>>>>>

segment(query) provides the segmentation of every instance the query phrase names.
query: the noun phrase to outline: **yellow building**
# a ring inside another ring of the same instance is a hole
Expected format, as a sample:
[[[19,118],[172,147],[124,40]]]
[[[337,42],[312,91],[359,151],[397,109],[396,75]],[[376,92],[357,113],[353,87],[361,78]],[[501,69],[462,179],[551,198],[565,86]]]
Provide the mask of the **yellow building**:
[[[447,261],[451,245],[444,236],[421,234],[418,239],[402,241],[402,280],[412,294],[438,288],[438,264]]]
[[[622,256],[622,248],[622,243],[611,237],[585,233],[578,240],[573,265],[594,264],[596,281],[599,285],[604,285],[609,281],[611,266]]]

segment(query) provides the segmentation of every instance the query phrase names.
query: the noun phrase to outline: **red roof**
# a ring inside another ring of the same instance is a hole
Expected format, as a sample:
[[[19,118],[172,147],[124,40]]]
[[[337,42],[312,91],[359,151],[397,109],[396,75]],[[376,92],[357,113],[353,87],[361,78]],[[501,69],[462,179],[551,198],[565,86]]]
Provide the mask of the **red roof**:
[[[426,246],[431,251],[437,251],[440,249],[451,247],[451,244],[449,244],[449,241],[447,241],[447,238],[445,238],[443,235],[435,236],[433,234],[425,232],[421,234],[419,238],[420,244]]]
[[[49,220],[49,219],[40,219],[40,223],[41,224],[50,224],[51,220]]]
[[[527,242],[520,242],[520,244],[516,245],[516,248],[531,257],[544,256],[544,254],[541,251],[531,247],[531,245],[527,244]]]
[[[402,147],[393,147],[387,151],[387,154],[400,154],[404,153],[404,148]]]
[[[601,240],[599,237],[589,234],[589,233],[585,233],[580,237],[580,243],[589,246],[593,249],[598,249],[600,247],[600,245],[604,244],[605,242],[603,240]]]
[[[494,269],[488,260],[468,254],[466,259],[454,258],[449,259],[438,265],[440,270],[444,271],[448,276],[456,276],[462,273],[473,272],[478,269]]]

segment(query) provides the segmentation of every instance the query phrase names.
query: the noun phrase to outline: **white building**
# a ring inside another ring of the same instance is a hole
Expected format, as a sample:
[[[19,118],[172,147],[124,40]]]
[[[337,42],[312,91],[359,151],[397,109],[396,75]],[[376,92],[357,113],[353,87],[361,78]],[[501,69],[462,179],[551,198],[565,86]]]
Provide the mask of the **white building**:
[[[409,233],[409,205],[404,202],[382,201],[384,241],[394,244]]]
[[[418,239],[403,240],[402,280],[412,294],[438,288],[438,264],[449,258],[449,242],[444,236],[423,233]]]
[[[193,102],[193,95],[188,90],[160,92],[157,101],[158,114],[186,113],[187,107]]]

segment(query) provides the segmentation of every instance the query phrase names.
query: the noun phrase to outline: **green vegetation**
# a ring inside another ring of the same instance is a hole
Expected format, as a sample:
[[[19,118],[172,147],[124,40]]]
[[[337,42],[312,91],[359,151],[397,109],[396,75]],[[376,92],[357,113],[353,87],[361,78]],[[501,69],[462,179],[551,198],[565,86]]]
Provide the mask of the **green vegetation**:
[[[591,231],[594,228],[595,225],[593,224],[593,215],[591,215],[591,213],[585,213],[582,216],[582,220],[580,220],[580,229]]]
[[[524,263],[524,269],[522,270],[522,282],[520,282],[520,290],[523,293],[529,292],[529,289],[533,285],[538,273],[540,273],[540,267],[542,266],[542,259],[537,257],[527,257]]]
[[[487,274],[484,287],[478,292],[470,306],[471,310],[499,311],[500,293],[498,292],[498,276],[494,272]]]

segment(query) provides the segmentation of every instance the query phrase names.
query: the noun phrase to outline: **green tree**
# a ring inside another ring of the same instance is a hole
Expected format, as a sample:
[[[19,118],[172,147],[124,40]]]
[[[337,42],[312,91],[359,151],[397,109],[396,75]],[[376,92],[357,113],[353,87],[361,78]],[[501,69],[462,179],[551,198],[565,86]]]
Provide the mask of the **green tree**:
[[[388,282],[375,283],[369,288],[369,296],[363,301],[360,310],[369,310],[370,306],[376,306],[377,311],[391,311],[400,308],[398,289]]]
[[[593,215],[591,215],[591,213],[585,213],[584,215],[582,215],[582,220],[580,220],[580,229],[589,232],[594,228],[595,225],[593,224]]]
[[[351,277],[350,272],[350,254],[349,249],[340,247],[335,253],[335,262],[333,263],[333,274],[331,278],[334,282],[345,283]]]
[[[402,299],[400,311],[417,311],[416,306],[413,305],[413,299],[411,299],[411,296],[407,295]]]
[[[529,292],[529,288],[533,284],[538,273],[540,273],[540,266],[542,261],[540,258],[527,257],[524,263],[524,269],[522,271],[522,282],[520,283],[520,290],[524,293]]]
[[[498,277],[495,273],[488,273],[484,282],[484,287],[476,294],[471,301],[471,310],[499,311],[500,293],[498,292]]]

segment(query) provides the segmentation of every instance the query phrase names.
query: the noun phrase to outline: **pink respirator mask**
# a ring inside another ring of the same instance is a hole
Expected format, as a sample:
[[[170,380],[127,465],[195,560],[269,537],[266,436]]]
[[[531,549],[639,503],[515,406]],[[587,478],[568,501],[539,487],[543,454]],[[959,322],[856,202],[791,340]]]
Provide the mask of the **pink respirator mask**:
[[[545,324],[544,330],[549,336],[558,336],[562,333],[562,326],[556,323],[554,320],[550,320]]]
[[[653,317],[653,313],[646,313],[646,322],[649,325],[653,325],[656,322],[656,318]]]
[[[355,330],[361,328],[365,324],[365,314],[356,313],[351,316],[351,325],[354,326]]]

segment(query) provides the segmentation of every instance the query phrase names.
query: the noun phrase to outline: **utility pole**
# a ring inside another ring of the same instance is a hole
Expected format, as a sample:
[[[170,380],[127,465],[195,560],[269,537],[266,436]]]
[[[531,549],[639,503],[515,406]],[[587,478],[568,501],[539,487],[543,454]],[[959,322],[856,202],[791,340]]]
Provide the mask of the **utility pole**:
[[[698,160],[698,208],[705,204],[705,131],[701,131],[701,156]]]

<<<<<

** EXERCISE INSTRUCTIONS **
Reproduce every entry above exactly as it was written.

** RESPONSE TO THIS TASK **
segment(query) provides the segmentation of every instance the query phrase names.
query: the noun phrase to outline: **yellow building**
# a ring inside another ring of the same instance is a hole
Expected format, as a sample:
[[[19,118],[172,147],[124,40]]]
[[[337,42],[312,91],[359,151],[397,109],[396,75]],[[376,92],[357,113],[353,87],[361,78]],[[501,69],[462,179],[551,198],[565,86]]]
Provide the mask of the **yellow building**:
[[[447,261],[451,245],[444,236],[421,234],[418,239],[402,241],[402,280],[412,294],[438,288],[438,264]]]
[[[622,256],[622,248],[622,243],[611,237],[585,233],[578,240],[573,265],[594,264],[596,281],[599,285],[604,285],[609,281],[611,266]]]

segment(query) provides the segmentation of every instance the query phrase names.
query: the noun phrase to outline: **red roof**
# a ring inside another ring of the same instance is a hole
Expected format, as a sample:
[[[19,118],[172,147],[124,40]]]
[[[337,42],[312,91],[359,151],[397,109],[396,75]],[[376,92],[357,113],[353,87],[361,78]],[[501,69],[462,179],[551,198],[565,86]]]
Provide the mask of the **red roof**:
[[[426,246],[431,251],[437,251],[440,249],[451,247],[451,244],[449,244],[449,241],[447,241],[447,238],[445,238],[443,235],[435,236],[433,234],[425,232],[421,234],[419,238],[420,244]]]
[[[49,220],[49,219],[40,219],[40,223],[41,224],[50,224],[51,220]]]
[[[527,242],[520,242],[520,244],[516,245],[516,248],[531,257],[544,256],[544,254],[541,251],[531,247],[531,245],[527,244]]]
[[[402,147],[393,147],[387,151],[387,154],[400,154],[404,153],[404,148]]]
[[[601,240],[599,237],[589,234],[589,233],[585,233],[580,237],[580,243],[589,246],[593,249],[598,249],[600,247],[600,245],[604,244],[605,242],[603,240]]]
[[[494,269],[488,260],[468,254],[466,259],[454,258],[449,259],[438,265],[440,270],[444,271],[448,276],[456,276],[462,273],[473,272],[478,269]]]

segment(query) provides the segmentation of every instance the query phrase names.
query: the noun phrase to outline: **white building**
# a ring inside another ring of the same instance is a hole
Expected format, as a sample:
[[[19,118],[172,147],[124,40]]]
[[[337,42],[312,91],[359,151],[397,109],[396,75]],[[376,92],[357,113],[353,87],[361,78]],[[501,69],[462,179],[551,198],[565,86]]]
Provide the mask of the **white building**:
[[[409,233],[409,205],[404,202],[382,201],[384,241],[394,244]]]
[[[418,239],[403,240],[402,280],[412,294],[438,288],[438,264],[449,258],[449,242],[444,236],[423,233]]]
[[[193,102],[193,95],[188,90],[160,92],[157,101],[158,114],[186,113],[187,107]]]

segment(query) provides the segmentation of every instance the query phrase names.
query: the noun phrase to outline: **green vegetation**
# a ring inside another ring of the same instance is a hole
Expected format, as a sample:
[[[19,118],[172,147],[124,40]]]
[[[337,42],[312,91],[359,151],[397,109],[396,75]],[[376,92],[357,113],[353,87],[361,78]],[[501,69],[462,179],[551,198],[565,86]]]
Provide the mask of the **green vegetation**:
[[[591,231],[594,228],[595,225],[593,224],[593,215],[591,215],[591,213],[585,213],[582,216],[582,220],[580,220],[580,229]]]
[[[524,263],[524,269],[522,270],[522,282],[520,282],[520,290],[523,293],[529,292],[529,289],[533,285],[538,273],[540,273],[540,267],[542,266],[542,259],[537,257],[527,257]]]
[[[487,274],[484,287],[478,292],[470,306],[471,310],[499,311],[500,293],[498,292],[498,276],[494,272]]]

segment(query) provides the segmentation of every instance the query phrase names.
query: the noun phrase to outline: **green tree**
# a ring inside another ring of the same instance is a hole
Expected format, as a sample:
[[[19,118],[172,147],[124,40]]]
[[[337,42],[312,91],[359,151],[397,109],[396,75]],[[376,92],[357,113],[353,87],[361,78]],[[501,69],[462,179],[551,198],[565,86]]]
Provide the mask of the **green tree**:
[[[388,282],[375,283],[369,288],[369,296],[363,301],[360,310],[369,310],[370,306],[376,306],[377,311],[391,311],[400,308],[398,289]]]
[[[593,215],[591,215],[591,213],[585,213],[584,215],[582,215],[582,220],[580,220],[580,229],[589,232],[594,228],[595,225],[593,224]]]
[[[351,277],[350,272],[350,254],[349,249],[340,247],[335,253],[335,262],[333,263],[333,274],[331,278],[334,282],[345,283]]]
[[[402,299],[400,311],[417,311],[416,306],[413,305],[413,299],[411,299],[411,296],[407,295]]]
[[[529,292],[529,288],[533,284],[538,273],[540,273],[540,266],[542,261],[540,258],[527,257],[524,263],[524,269],[522,271],[522,282],[520,283],[520,290],[524,293]]]
[[[498,277],[495,273],[488,273],[484,282],[484,287],[476,294],[471,301],[471,310],[499,311],[500,293],[498,292]]]

segment(query) provides the segmentation of every instance the query phrase names.
query: the noun phrase to outline: **pink respirator mask**
# a ring inside another ring of the same instance is a hole
Expected format, as a sample:
[[[170,380],[127,465],[195,560],[269,537],[266,436]]]
[[[531,549],[639,503],[515,406]],[[587,478],[568,501],[539,487],[543,454]],[[959,322],[856,202],[791,340]]]
Provide the mask of the **pink respirator mask**:
[[[545,324],[544,330],[549,336],[558,336],[562,333],[562,326],[556,323],[554,320],[550,320]]]
[[[653,317],[653,313],[646,313],[646,322],[649,325],[653,325],[656,322],[656,318]]]
[[[355,330],[361,328],[365,324],[365,314],[356,313],[351,316],[351,325],[354,326]]]

segment(query) provides the segmentation of every instance the query phrase names.
query: the noun phrase to outline: **utility pole**
# a ring inside another ring of the same instance is a hole
Expected format, as a sample:
[[[170,380],[127,465],[195,560],[269,537],[266,436]]]
[[[531,549],[639,503],[515,406]],[[587,478],[568,501],[539,487],[543,454]],[[959,322],[856,202],[791,340]]]
Provide the mask of the **utility pole**:
[[[698,160],[698,208],[705,204],[705,131],[701,131],[701,156]]]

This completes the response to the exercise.